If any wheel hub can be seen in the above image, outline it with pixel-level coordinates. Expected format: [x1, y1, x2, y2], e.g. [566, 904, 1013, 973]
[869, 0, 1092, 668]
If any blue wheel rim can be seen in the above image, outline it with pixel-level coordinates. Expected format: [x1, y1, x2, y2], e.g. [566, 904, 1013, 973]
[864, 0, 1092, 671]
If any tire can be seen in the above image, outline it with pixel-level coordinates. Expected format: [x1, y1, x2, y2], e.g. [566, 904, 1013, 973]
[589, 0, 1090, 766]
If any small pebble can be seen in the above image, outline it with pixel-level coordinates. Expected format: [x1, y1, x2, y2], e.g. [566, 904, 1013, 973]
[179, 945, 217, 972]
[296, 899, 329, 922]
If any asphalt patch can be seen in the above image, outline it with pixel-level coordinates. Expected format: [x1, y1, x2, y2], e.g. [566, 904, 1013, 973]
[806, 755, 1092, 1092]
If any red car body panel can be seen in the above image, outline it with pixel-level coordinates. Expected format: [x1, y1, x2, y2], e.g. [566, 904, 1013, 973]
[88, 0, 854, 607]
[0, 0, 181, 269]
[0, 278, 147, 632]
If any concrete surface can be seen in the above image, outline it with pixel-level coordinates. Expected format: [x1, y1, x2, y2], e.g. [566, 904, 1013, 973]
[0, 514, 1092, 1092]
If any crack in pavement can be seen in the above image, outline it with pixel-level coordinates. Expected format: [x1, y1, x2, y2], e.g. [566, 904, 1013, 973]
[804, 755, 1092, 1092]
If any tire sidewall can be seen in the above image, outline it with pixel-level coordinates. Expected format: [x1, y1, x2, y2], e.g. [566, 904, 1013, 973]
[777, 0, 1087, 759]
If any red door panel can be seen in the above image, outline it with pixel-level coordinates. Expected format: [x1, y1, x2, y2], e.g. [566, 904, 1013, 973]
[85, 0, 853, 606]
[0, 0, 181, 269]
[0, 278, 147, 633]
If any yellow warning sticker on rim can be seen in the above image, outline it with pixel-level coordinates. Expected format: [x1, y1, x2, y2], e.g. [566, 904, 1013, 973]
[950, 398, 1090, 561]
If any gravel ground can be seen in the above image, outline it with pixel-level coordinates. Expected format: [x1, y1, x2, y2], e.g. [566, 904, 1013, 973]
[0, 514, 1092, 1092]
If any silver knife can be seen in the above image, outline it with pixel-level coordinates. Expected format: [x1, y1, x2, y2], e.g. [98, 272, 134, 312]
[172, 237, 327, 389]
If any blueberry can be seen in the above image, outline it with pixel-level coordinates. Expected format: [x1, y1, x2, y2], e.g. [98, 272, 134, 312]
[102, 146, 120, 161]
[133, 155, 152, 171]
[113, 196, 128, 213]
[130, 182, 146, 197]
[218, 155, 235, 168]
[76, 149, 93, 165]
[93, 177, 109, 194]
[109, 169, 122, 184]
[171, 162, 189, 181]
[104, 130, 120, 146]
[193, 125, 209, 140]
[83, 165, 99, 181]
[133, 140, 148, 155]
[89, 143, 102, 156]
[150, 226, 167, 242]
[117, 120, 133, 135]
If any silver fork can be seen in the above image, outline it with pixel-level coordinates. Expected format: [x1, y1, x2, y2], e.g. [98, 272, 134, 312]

##############################

Render every line of the material above as a numbered list, omitting any blank lines.

Answer to this problem:
1. If any wheel hub can be seen in the above image, outline it with pixel-level coordinates. Expected format: [x1, y1, x2, y2], e.g. [566, 904, 1013, 973]
2. [869, 0, 1092, 668]
3. If any blue wheel rim can be seen in the above image, outline it with pixel-level coordinates. Expected format: [x1, y1, x2, y2], e.g. [566, 904, 1013, 973]
4. [864, 0, 1092, 671]
5. If any tire can be seen in the above image, outline it with pixel-level coordinates. Expected format: [x1, y1, x2, y2], e.g. [566, 904, 1013, 973]
6. [589, 0, 1090, 766]
7. If any small pebble can be seen in the above image, outline it with pixel-level coordinates. Expected format: [x1, y1, x2, y2], e.g. [566, 904, 1013, 973]
8. [179, 945, 217, 972]
9. [296, 899, 329, 922]
10. If any asphalt patch can be seen in the above image, outline it with pixel-level coordinates. Expected format: [x1, y1, x2, y2], e.g. [566, 904, 1013, 973]
11. [806, 755, 1092, 1092]
12. If any red car body panel can be seen in the above image, outline it with pixel-level coordinates. Expected format: [x1, y1, x2, y2], e.g. [566, 904, 1013, 973]
13. [88, 0, 854, 607]
14. [0, 0, 181, 269]
15. [0, 278, 147, 632]
16. If any concrete surface can be seen in the above image, outline it with pixel-level coordinates. Expected format: [x1, y1, x2, y2], e.g. [566, 904, 1013, 973]
17. [0, 514, 1092, 1092]
18. If any crack in pavement can be seen in the above image, outline it with pixel-level coordinates. Expected format: [x1, y1, x2, y2], e.g. [566, 904, 1013, 973]
19. [804, 755, 1092, 1092]
20. If any tire sidewall can be seen in the above image, outline it with pixel-level coordinates. Expected format: [x1, y1, x2, y2], e.g. [566, 904, 1013, 973]
21. [777, 0, 1087, 759]
22. If any red door panel can be seen in the above image, outline it with pixel-level coordinates. Expected format: [x1, y1, x2, y2], e.g. [566, 904, 1013, 973]
23. [85, 0, 853, 606]
24. [0, 0, 181, 269]
25. [0, 278, 147, 633]
26. If any yellow warning sticker on rim can be seen in the above image, outline it with pixel-level coordinates. Expected format: [x1, y1, x2, y2], e.g. [566, 904, 1013, 973]
27. [950, 398, 1090, 561]
28. If any gravel ground can be seen in the above image, outline it with pixel-level coordinates. Expected format: [x1, y1, x2, y2], e.g. [566, 904, 1013, 973]
29. [0, 514, 1092, 1092]
30. If any silver knife can be seen in the above image, outline it with pixel-level coordinates. Expected format: [x1, y1, x2, y2], e.g. [98, 272, 134, 312]
31. [172, 237, 327, 389]
32. If any blueberry can be seen in the above image, outline it with pixel-level coordinates. Expected format: [x1, y1, x2, y2], e.g. [98, 272, 134, 312]
33. [102, 146, 120, 161]
34. [133, 155, 152, 171]
35. [113, 196, 128, 213]
36. [130, 182, 146, 197]
37. [218, 155, 235, 168]
38. [76, 149, 93, 165]
39. [93, 177, 109, 194]
40. [109, 169, 122, 184]
41. [171, 162, 189, 181]
42. [104, 130, 120, 146]
43. [193, 125, 209, 140]
44. [83, 165, 99, 181]
45. [133, 140, 148, 155]
46. [89, 143, 102, 156]
47. [150, 226, 167, 242]
48. [117, 120, 133, 135]
49. If any silver fork can be seen in the above image, outline it with pixel-level coordinates. Expected format: [x1, y1, x2, y2], e.g. [98, 272, 134, 312]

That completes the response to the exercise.